(Referring expression pointing data)
----------
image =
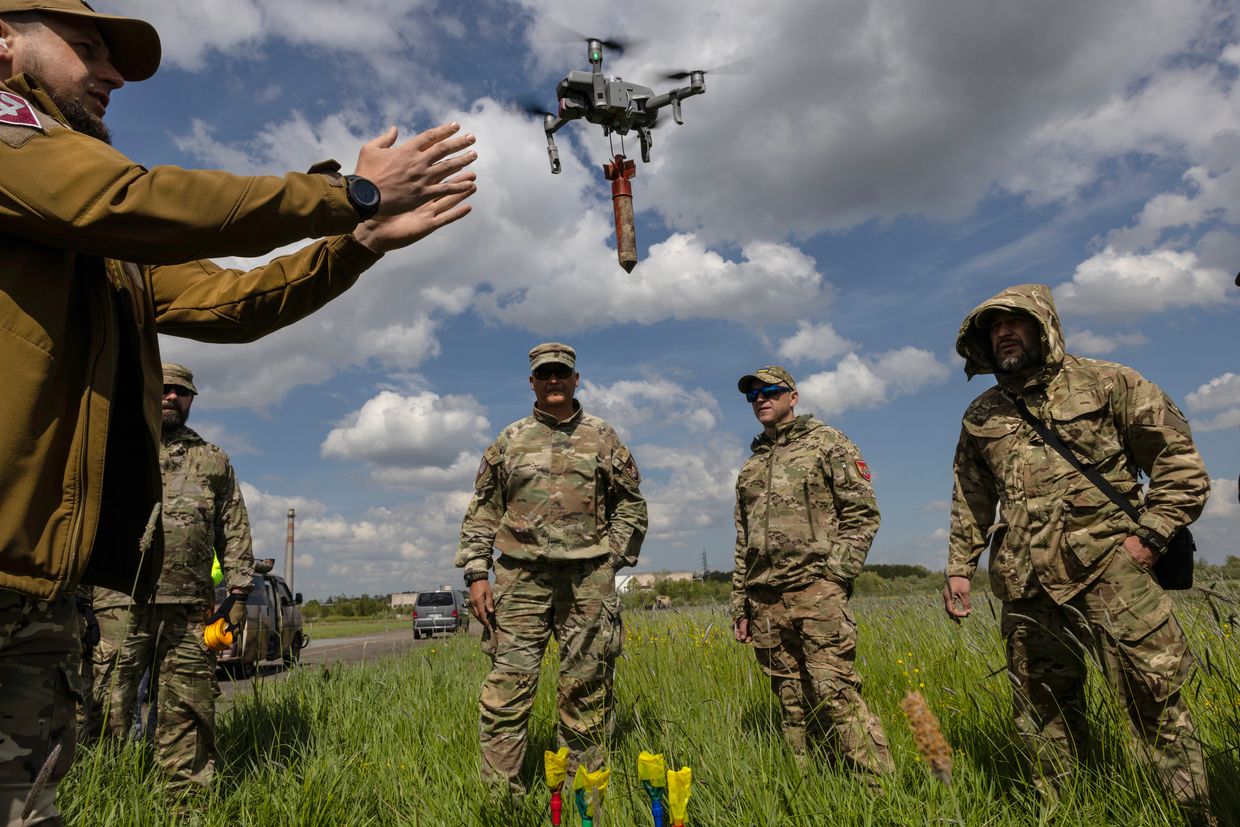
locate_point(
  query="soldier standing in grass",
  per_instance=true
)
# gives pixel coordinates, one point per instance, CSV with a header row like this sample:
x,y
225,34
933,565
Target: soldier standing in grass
x,y
99,256
203,513
1073,570
805,521
557,495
----------
There is a line above that contains "per_instance=true". Copy it and all later lines through the last, exactly, and leave out the rest.

Completed task>
  per_instance=true
)
# gives pixel coordinates, one point per instance, CSV with a header row like this sample:
x,y
225,34
933,565
Target: soldier standing in grass
x,y
99,256
203,513
1073,570
805,521
557,495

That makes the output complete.